▽

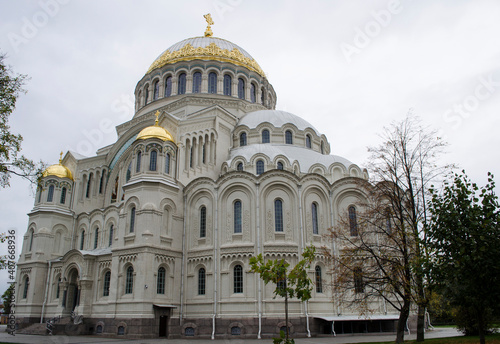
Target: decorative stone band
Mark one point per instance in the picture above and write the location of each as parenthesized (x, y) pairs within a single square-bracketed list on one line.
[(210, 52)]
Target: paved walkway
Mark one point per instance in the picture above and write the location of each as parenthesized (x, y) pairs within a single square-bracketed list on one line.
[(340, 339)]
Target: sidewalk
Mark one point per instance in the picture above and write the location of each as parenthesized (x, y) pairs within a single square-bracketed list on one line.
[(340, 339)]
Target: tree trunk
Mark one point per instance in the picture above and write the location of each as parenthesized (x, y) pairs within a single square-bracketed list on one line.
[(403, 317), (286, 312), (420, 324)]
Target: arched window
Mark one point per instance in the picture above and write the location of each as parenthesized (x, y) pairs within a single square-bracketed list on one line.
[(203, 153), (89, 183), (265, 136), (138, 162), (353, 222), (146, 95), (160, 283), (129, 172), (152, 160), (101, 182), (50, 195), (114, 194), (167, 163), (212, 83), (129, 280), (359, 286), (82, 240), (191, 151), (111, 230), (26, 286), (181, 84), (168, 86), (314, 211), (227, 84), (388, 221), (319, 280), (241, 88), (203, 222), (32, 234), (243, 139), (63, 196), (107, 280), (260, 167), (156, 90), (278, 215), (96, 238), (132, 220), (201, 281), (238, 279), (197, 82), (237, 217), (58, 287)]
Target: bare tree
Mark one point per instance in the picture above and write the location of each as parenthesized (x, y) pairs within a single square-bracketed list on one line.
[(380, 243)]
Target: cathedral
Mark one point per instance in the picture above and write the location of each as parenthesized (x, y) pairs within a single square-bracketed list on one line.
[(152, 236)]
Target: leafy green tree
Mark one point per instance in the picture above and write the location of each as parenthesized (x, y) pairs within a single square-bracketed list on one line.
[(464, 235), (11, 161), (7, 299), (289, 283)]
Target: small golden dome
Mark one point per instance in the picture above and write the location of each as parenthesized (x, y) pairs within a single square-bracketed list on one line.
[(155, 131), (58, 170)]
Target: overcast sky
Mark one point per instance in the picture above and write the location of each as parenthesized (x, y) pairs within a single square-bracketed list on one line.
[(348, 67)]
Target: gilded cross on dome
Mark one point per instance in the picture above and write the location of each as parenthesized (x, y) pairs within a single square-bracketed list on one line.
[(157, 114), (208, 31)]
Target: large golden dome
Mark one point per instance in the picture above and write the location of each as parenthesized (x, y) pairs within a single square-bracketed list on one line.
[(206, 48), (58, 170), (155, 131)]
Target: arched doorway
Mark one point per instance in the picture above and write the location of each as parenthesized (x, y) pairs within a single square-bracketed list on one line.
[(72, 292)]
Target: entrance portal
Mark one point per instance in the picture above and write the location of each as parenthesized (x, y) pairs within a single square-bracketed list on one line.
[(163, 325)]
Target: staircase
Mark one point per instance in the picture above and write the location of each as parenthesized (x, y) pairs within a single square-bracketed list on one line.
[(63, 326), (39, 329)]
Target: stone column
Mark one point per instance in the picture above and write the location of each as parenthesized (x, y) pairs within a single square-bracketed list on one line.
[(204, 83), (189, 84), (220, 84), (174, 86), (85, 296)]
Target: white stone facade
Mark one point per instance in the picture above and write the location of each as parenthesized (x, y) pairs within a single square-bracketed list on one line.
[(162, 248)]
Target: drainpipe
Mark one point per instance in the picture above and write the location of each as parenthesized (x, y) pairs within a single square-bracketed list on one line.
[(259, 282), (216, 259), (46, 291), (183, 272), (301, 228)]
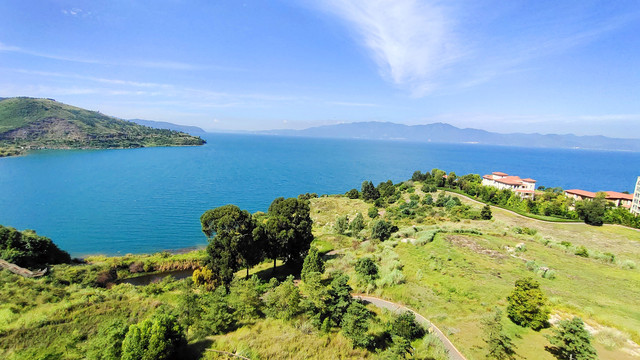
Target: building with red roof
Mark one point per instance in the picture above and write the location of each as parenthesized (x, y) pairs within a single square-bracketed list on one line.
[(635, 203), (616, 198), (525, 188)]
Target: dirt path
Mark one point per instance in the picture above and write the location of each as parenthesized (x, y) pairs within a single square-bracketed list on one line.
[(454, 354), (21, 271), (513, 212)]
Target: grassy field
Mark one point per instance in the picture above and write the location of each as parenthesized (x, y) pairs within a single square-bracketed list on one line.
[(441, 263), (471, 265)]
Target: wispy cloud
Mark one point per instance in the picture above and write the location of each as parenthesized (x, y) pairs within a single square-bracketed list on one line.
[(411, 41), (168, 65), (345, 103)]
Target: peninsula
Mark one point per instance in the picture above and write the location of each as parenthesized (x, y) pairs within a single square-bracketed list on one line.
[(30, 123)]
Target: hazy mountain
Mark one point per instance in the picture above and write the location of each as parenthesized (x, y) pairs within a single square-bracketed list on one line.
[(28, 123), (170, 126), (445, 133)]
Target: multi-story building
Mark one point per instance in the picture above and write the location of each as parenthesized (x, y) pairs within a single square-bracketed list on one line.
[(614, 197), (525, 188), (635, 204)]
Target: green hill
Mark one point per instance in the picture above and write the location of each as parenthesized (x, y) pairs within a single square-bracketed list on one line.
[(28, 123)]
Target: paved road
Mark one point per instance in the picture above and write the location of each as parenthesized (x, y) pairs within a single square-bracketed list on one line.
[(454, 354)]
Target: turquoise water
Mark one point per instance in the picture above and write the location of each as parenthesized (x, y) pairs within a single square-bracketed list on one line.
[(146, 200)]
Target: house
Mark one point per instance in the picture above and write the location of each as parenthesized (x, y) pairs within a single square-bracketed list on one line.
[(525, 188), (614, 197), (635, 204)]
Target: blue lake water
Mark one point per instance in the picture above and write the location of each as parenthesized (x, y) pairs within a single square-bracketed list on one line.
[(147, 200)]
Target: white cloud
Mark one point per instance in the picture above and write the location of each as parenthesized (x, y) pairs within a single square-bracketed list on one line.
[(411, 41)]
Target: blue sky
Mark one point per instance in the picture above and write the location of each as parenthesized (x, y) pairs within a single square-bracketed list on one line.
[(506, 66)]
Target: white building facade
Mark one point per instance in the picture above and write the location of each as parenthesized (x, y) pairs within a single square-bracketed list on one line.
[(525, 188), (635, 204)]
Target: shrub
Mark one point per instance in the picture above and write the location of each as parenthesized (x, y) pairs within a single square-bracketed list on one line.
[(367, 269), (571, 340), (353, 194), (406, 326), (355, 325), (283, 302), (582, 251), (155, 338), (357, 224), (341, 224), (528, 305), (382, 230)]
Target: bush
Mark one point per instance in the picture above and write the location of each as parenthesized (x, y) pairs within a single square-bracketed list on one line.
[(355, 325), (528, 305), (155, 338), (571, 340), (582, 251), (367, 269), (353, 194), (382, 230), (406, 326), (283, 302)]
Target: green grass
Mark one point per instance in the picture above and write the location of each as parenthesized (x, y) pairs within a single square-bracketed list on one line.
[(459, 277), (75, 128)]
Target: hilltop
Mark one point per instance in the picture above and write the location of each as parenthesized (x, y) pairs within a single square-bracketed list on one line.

△

- **Stated task**
Skip every picture and transcribe the data above exactly.

- **Completed task**
Target: decorative stone band
Mark one point per instance in the picture above and write the location of each as parenthesized (x, y) pairs within a single square-bracketed list on one line.
[(210, 52)]
Target: paved walkway
Mark one point per instance in the picture above and write the location of each as parenthesized (x, y) pairs within a single square-bracketed list on one line.
[(340, 339)]
Target: sidewalk
Mark one point per instance in the picture above and write the location of each as parenthesized (x, y) pairs within a single square-bracketed list on one line.
[(340, 339)]
Target: tree trunk
Mark one point per instance in the picture above and write the location of each as parenthesized (x, y) pairs within a single square-bracketed list on one line.
[(403, 317), (286, 312), (420, 324)]
Target: arched window
Mark one point per instance in the picture above and write the location of each as parenthesized (x, y) pairs within a single square-bracketed list on one line.
[(203, 153), (89, 183), (265, 136), (138, 162), (353, 222), (146, 95), (160, 283), (129, 172), (152, 160), (101, 182), (50, 195), (114, 194), (167, 163), (212, 83), (129, 280), (359, 286), (82, 240), (191, 151), (111, 230), (26, 286), (181, 84), (168, 86), (314, 211), (227, 84), (388, 221), (319, 280), (241, 88), (203, 222), (32, 234), (243, 139), (63, 196), (107, 280), (260, 167), (156, 90), (278, 215), (96, 238), (132, 220), (201, 281), (238, 279), (197, 82), (237, 217), (58, 287)]
Target: bare tree
Mark one point per instance in the picture above and write the location of each as parenthesized (x, y) pairs within a single square-bracketed list on one line.
[(380, 243)]
Target: cathedral
Mark one point per instance in the picture above and write the location of each as parenthesized (x, y) pairs within a single square-bracketed list on one line.
[(152, 236)]
Target: leafy green tree
Mark one point per instance in the picture above and write the location of each as parenthesized (x, y) pairs within a single square-bracketed list on one line.
[(464, 235), (11, 161), (7, 299), (289, 283)]
Target: small golden dome
Mark one point per instance in the picture above and write the location of each as parenthesized (x, y) pairs within a single square-bracketed list on one line.
[(155, 131), (58, 170)]
Target: overcast sky
Mark one point per instance in the picture above and write the location of each as parenthesized (x, y) pairs within a single square-bracketed list on one line.
[(348, 67)]
Target: gilded cross on dome
Mark one point per instance in the picture above and write the location of each as parenthesized (x, y) pairs within a single square-bracketed list on one line.
[(157, 114), (208, 31)]
Target: large golden dome
Mark one point per instance in the picture above and write the location of each as parenthesized (x, y) pairs within a single square-bracketed list on one line.
[(206, 48), (58, 170), (155, 131)]
Target: arched doorway
Mark one point per instance in the picture above and write the location of each as parenthesized (x, y) pairs within a single square-bracketed list on one line.
[(72, 292)]
Target: entrance portal
Mark one point per instance in the picture above and write the location of each as parenthesized (x, y) pairs within a single square-bracketed list on one line.
[(163, 325)]
Target: staircase
Mark one point per instance in the picture above and write the location of each as parenthesized (x, y) pairs within a single square-bracketed list on one line.
[(63, 326), (39, 329)]
Target: stone column
Mark one point per instance in the picture above and write the location of each as parenthesized (x, y) pairs within a single square-bracketed list on one line.
[(204, 83), (189, 84), (220, 84), (174, 86), (85, 296)]
Target: white stone facade
Mark one point per instance in the picture above and write the location of each as parenthesized (x, y) pairs within a single square-bracketed list on one line.
[(162, 248)]
Target: drainpipe
Mark one point per instance in the picture above and write the location of each as parenthesized (x, y) pairs within a single square-bracketed list on one line.
[(259, 282), (216, 259), (46, 291), (183, 272), (301, 228)]
Target: building with red roof
Mark one point per instance in the picture above and write the location of each as parenthesized (x, y) pairs within a single square-bracketed list on one line.
[(635, 203), (616, 198), (525, 188)]
Target: dirt path
Mark one point per instance in the picture above and write the location of each as parenthesized (x, y) pairs within a single square-bracketed list on one line.
[(454, 354), (21, 271), (513, 212)]
Target: grassy field
Mark one point per instance in the picture above and write the location of each as parenthesized (x, y) pairs within a single square-bracketed list on one line.
[(441, 263), (471, 265)]
Target: wispy cloud
Mark one point per instance in the picture above and write the location of each as parenthesized (x, y) pairs within a single square-bracketed list on one line.
[(411, 41), (168, 65), (345, 103)]
Target: peninsula
Mark one point per instance in the picture above and write the location of each as parenthesized (x, y) pairs within a single square-bracketed list on one line.
[(30, 123)]
Target: hazy mountain
Mark one point per instance in the picture above and write the location of each as parenthesized (x, y) pairs within a single square-bracketed list on one line.
[(28, 123), (170, 126), (445, 133)]
Target: multi-story building
Mark one point per instance in the picture above and write the location of each as parenthesized (x, y) pairs within a single square-bracketed list on one line.
[(614, 197), (525, 188), (635, 204)]
Target: green hill
Mark one point per instance in the picture above and write the location of each as parenthesized (x, y) pairs within a single square-bracketed list on one line.
[(28, 123)]
Target: paved road
Mark one point per instance in the picture above and write the location of each as parenthesized (x, y) pairs within a single square-bracketed list on one line.
[(454, 354)]
Target: turquoise water
Mark one point per instance in the picture above and write the location of each as parenthesized (x, y) pairs within a single square-bracketed list on one line.
[(146, 200)]
Target: house
Mark one point per instance in the picture above and write the location of each as parenthesized (x, y) pairs within a single square-bracketed list on one line.
[(525, 188), (614, 197), (635, 204)]
Target: blue lake water
Mark one point per instance in the picture above and write the location of each as parenthesized (x, y) pairs within a single square-bracketed list on one line.
[(147, 200)]
Target: white cloud
Mark one point per instance in the picture above and write the location of each as parenthesized (x, y) pairs within a single square-bracketed list on one line.
[(411, 41)]
Target: blue sky
Mark one point per instance in the picture above and write the location of each as parenthesized (x, y) pairs within a single square-bracketed list on one line.
[(506, 66)]
Target: white building facade
Mark one point per instance in the picture above and write the location of each as parenthesized (x, y) pairs within a single square-bracketed list on one line.
[(525, 188), (635, 204)]
Target: shrub
Mark one point per instance in the picture above and write the location of each as parenthesized (x, y) pairs within a single square-bracketed list on one line.
[(367, 269), (571, 340), (353, 194), (406, 326), (355, 325), (283, 302), (582, 251), (155, 338), (357, 224), (341, 224), (528, 305), (382, 230)]
Target: bush
Mark one point per instance in the picture above and write the location of each as parenthesized (x, y) pairs within a single square-bracketed list on one line.
[(355, 325), (528, 305), (155, 338), (571, 340), (582, 251), (367, 269), (353, 194), (382, 230), (406, 326), (283, 302)]
Target: green grass
Mark one point per instance in the picture above and write the location of each as parenthesized (x, y) pairs within a single square-bracketed list on one line.
[(459, 277), (75, 128)]
Target: hilltop
Mark one point per instance in the picture above and write the location of each as parenthesized (x, y) pairs within a single square-bracketed list on one line.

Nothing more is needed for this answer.